GIVEN PASSAGE -
In order to determine whether one dimension was inherently easier to discriminate than the other, the reaction times of the control conditions were compared. The LMER model contained fixed effects for dimension and masking condition, as well as random intercepts for participants and items. The model also included random slopes for dimension by participants and by items, as well as a random slope for masking condition by items. The model comparisons revealed no significant effects of dimension, masking condition, or the Masking Condition × Dimension interaction (χ
2 < 2.63, p > .05). This indicates that neither spectral separation nor the dimension of classification had a substantive impact on the speed with which listeners made their classifications. This lack of a significant difference may seem surprising, given the relatively smaller, but significant, average differences between control and orthogonal reaction times. However, an examination of the individual participants’ data revealed a wide range of individual variation in response speed to classifications of the different dimensions in the control conditions, making any seeming difference not statistically reliable.
The results of Experiment 1A suggest that the processing of gender and the processing of noise information are interdependent, since irrelevant variation in either dimension resulted in interference in classifying the other dimension. However, these interference effects were asymmetric, with irrelevant variation in the gender dimension causing greater interference when classifying noise than in the reverse direction. A comparison of the response latencies in the control conditions for these dimensions indicated that both dimensions were equally discriminable.
In order to further investigate the relationship between baseline classification speed and susceptibility to orthogonal interference, in Experiment 1B we examined whether a different indexical dimension of the speech signal—namely within-gender talker identity—is perceptually integrated with background noise, since talker identity is purportedly more challenging to classify than making a male–female judgment (Cutler et al., 2011). Prior research has suggested that an asymmetry in the discriminability of the dimensions may result in an asymmetry in the magnitudes of the interference effects (e.g., Cutler et al., 2011), with the slower dimension of classification being more susceptible to interference from the faster dimension than the faster dimension is susceptible to the slower one. Specifically, Cutler et al. (2011) found that within-gender talker classification was both slower in the control condition and subject to greater interference from irrelevant phonetic variation, whereas the reverse was the case for gender–phonetic classifications in Mullennix and Pisoni (1990). However, Experiment 1A showed asymmetric integration of extrinsic noise information and intrinsic gender, even though noise and gender classifications were accomplished with comparable speed. Experiment 1B allowed us to examine whether the asymmetry shown in Experiment 1A would reverse as a result of an asymmetry in discriminability, with greater interference effects in the talker than in the noise dimension, as would be predicted by an account that links lower discriminability in the attended dimension to greater interference effects.

ENTRIES SHOWN -
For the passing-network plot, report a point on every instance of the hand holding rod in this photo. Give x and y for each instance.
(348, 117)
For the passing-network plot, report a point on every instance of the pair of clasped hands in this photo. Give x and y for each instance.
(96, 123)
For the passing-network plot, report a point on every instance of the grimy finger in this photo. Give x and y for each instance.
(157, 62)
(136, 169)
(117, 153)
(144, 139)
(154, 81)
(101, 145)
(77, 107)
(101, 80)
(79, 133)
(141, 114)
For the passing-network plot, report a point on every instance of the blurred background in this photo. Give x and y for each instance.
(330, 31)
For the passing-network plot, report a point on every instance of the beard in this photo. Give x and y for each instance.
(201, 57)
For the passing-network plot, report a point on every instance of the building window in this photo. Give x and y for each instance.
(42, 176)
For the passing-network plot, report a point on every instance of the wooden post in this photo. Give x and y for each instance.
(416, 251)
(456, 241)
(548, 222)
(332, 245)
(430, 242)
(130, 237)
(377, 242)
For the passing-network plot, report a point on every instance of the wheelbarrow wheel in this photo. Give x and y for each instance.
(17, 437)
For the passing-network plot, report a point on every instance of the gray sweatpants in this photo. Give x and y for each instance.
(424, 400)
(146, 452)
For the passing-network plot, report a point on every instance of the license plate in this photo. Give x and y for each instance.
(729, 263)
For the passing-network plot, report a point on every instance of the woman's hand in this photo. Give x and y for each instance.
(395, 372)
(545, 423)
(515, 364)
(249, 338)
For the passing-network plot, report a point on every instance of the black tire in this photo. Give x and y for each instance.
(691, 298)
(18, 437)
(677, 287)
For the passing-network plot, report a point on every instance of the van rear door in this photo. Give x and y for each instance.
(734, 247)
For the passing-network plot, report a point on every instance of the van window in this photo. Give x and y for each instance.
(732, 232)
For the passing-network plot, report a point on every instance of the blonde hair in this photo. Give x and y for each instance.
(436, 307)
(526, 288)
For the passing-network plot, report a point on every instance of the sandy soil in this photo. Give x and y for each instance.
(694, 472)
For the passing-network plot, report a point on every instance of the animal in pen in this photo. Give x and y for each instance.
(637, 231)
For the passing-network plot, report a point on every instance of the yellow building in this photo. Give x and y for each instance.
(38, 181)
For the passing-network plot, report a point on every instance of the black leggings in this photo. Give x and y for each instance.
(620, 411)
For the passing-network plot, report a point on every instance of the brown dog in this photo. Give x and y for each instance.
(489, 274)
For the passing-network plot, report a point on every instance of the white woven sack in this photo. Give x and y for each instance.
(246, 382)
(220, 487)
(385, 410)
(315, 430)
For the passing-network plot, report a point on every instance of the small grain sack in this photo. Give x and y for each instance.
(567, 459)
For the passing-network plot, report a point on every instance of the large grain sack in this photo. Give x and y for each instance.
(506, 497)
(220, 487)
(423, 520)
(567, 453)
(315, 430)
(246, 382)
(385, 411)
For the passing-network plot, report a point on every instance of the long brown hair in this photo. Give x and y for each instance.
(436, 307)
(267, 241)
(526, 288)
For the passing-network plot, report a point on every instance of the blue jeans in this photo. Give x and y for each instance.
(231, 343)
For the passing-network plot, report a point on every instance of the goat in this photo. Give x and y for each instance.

WHAT TO DO - Repeat, word for word, the part of the speech classification passage that opens with the words containing "The results of" and closes with "were equally discriminable.". Rely on the speech classification passage alone, not on the rows.

RESULT OF THE EXERCISE -
The results of Experiment 1A suggest that the processing of gender and the processing of noise information are interdependent, since irrelevant variation in either dimension resulted in interference in classifying the other dimension. However, these interference effects were asymmetric, with irrelevant variation in the gender dimension causing greater interference when classifying noise than in the reverse direction. A comparison of the response latencies in the control conditions for these dimensions indicated that both dimensions were equally discriminable.